### Tarea
Presenta como lista numerada todas las líneas de las entradas que siguen, sin incluir las líneas en blanco.
┌──
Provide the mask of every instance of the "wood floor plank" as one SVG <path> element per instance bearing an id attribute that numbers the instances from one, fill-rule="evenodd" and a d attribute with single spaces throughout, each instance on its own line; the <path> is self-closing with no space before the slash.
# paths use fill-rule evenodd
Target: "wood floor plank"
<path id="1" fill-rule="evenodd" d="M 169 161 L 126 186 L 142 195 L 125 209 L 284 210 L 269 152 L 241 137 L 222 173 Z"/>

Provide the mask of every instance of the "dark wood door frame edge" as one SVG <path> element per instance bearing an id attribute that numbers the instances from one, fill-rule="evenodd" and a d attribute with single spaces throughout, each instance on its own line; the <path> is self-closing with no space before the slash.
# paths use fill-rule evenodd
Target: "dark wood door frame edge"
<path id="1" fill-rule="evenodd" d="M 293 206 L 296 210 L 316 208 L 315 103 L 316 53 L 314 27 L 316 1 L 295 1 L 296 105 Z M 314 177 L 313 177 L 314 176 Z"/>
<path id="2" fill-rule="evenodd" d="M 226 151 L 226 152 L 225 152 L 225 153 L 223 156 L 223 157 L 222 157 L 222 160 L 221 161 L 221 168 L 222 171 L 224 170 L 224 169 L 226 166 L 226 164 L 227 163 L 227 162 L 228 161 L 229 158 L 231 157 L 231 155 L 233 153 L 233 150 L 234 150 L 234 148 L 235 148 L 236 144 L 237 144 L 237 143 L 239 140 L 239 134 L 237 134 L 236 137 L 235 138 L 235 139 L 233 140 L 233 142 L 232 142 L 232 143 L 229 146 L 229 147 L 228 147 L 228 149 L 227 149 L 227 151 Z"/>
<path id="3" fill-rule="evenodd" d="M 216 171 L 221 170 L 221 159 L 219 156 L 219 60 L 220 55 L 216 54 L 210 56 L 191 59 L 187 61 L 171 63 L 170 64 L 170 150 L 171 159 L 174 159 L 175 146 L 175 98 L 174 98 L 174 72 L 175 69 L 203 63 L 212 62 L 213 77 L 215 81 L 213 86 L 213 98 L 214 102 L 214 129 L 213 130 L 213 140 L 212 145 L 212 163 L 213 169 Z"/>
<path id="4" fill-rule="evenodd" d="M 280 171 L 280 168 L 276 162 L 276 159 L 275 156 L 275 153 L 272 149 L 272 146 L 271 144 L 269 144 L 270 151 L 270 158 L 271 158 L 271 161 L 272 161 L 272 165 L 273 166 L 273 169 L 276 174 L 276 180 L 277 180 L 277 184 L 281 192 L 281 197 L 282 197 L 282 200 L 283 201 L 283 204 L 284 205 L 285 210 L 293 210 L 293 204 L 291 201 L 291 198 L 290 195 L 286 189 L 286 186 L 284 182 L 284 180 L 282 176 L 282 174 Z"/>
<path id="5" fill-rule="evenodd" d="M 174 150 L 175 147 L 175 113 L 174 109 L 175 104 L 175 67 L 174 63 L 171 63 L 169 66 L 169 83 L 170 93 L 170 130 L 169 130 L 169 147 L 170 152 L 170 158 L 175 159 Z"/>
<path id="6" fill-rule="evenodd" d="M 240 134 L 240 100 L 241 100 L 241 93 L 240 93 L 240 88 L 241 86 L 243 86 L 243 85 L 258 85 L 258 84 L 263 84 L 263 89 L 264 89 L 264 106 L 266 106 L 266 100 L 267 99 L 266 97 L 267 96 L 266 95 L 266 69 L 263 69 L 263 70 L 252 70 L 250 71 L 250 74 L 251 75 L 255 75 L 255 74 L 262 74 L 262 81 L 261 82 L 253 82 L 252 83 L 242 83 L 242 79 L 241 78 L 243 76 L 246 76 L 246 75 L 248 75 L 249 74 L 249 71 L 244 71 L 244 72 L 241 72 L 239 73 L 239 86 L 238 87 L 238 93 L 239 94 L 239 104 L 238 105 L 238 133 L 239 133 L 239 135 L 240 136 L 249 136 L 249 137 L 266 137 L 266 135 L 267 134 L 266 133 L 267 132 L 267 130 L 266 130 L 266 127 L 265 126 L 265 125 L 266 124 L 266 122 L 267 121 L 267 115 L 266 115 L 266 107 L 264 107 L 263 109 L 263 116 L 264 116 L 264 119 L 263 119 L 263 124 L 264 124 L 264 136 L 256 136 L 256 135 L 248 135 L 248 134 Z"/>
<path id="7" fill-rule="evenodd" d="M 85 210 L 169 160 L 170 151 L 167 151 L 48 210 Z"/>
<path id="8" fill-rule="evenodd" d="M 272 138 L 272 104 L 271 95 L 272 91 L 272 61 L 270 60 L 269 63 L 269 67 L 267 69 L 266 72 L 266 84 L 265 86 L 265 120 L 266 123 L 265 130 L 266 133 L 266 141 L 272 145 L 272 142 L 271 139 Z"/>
└──
### Solución completa
1. Provide the mask of every instance of the "wood floor plank" as one SVG <path> element per instance bearing an id attribute that numbers the instances from one, fill-rule="evenodd" and a d attribute with single spaces throughout, each instance on its own line; the <path> is self-closing with no space before the slash.
2. # paths use fill-rule evenodd
3. Target: "wood floor plank"
4. <path id="1" fill-rule="evenodd" d="M 169 161 L 126 186 L 142 195 L 125 209 L 284 210 L 269 152 L 241 137 L 222 173 Z"/>
5. Provide the mask of every instance of the "dark wood door frame edge" as one SVG <path> element per instance bearing an id attribute that numbers the instances from one, fill-rule="evenodd" and a d attribute with single spaces throughout, each instance on its own line; the <path> is self-closing with no space before the slash.
6. # paths use fill-rule evenodd
7. Target: "dark wood door frame edge"
8. <path id="1" fill-rule="evenodd" d="M 293 206 L 296 210 L 316 208 L 315 103 L 316 53 L 314 27 L 316 1 L 295 1 L 296 105 Z M 314 177 L 313 177 L 314 176 Z"/>
9. <path id="2" fill-rule="evenodd" d="M 226 151 L 226 152 L 225 152 L 225 153 L 223 156 L 223 157 L 222 157 L 222 160 L 221 161 L 221 168 L 222 171 L 224 170 L 224 169 L 226 166 L 226 164 L 227 163 L 227 162 L 228 161 L 229 158 L 231 157 L 231 155 L 233 153 L 233 150 L 234 150 L 234 148 L 235 148 L 236 144 L 237 144 L 237 143 L 239 140 L 239 134 L 237 134 L 236 137 L 235 138 L 235 139 L 233 140 L 233 142 L 232 142 L 232 143 L 229 146 L 229 147 L 228 147 L 228 149 L 227 149 L 227 151 Z"/>
10. <path id="3" fill-rule="evenodd" d="M 216 171 L 221 170 L 221 159 L 219 156 L 219 60 L 220 55 L 216 54 L 210 56 L 191 59 L 187 61 L 171 63 L 170 64 L 170 150 L 171 159 L 174 159 L 175 146 L 175 98 L 174 98 L 174 72 L 175 69 L 203 63 L 212 62 L 213 77 L 215 81 L 213 86 L 213 98 L 214 102 L 214 129 L 213 130 L 213 140 L 212 145 L 212 163 L 213 169 Z"/>
11. <path id="4" fill-rule="evenodd" d="M 280 171 L 280 168 L 276 162 L 276 159 L 275 156 L 275 153 L 272 149 L 272 146 L 271 144 L 269 144 L 270 151 L 270 158 L 271 158 L 271 161 L 272 161 L 272 165 L 273 166 L 273 169 L 276 174 L 276 180 L 277 180 L 277 184 L 281 192 L 281 197 L 282 197 L 282 200 L 283 201 L 283 204 L 284 205 L 285 210 L 293 210 L 293 204 L 291 201 L 291 198 L 290 195 L 286 189 L 286 186 L 284 182 L 284 180 L 282 176 L 282 174 Z"/>
12. <path id="5" fill-rule="evenodd" d="M 174 150 L 175 147 L 175 113 L 174 109 L 175 104 L 175 67 L 174 63 L 171 63 L 169 66 L 169 83 L 170 93 L 170 130 L 169 130 L 169 147 L 170 152 L 170 158 L 175 159 Z"/>
13. <path id="6" fill-rule="evenodd" d="M 240 134 L 240 100 L 241 100 L 241 93 L 240 93 L 240 88 L 241 86 L 243 86 L 243 85 L 258 85 L 258 84 L 263 84 L 263 89 L 264 89 L 264 106 L 266 106 L 266 100 L 267 99 L 266 97 L 267 96 L 266 95 L 266 69 L 263 69 L 263 70 L 252 70 L 250 71 L 250 74 L 251 75 L 255 75 L 255 74 L 262 74 L 262 81 L 261 82 L 253 82 L 252 83 L 242 83 L 242 79 L 241 78 L 243 76 L 246 76 L 246 75 L 248 75 L 249 74 L 249 71 L 244 71 L 244 72 L 241 72 L 239 73 L 239 86 L 238 87 L 238 93 L 239 94 L 239 104 L 238 105 L 238 133 L 239 133 L 239 135 L 240 136 L 249 136 L 249 137 L 266 137 L 266 135 L 267 134 L 266 133 L 267 132 L 267 130 L 266 130 L 266 127 L 265 126 L 265 125 L 266 124 L 266 122 L 267 121 L 267 115 L 266 115 L 266 107 L 264 107 L 263 109 L 263 116 L 264 116 L 264 119 L 263 119 L 263 124 L 264 124 L 264 136 L 256 136 L 256 135 L 248 135 L 248 134 Z"/>
14. <path id="7" fill-rule="evenodd" d="M 85 210 L 169 160 L 170 151 L 167 151 L 48 210 Z"/>
15. <path id="8" fill-rule="evenodd" d="M 272 138 L 272 104 L 271 95 L 272 91 L 272 61 L 270 60 L 269 63 L 269 67 L 267 69 L 266 72 L 266 84 L 265 86 L 265 120 L 266 123 L 265 130 L 266 133 L 266 141 L 272 145 L 272 142 L 271 139 Z"/>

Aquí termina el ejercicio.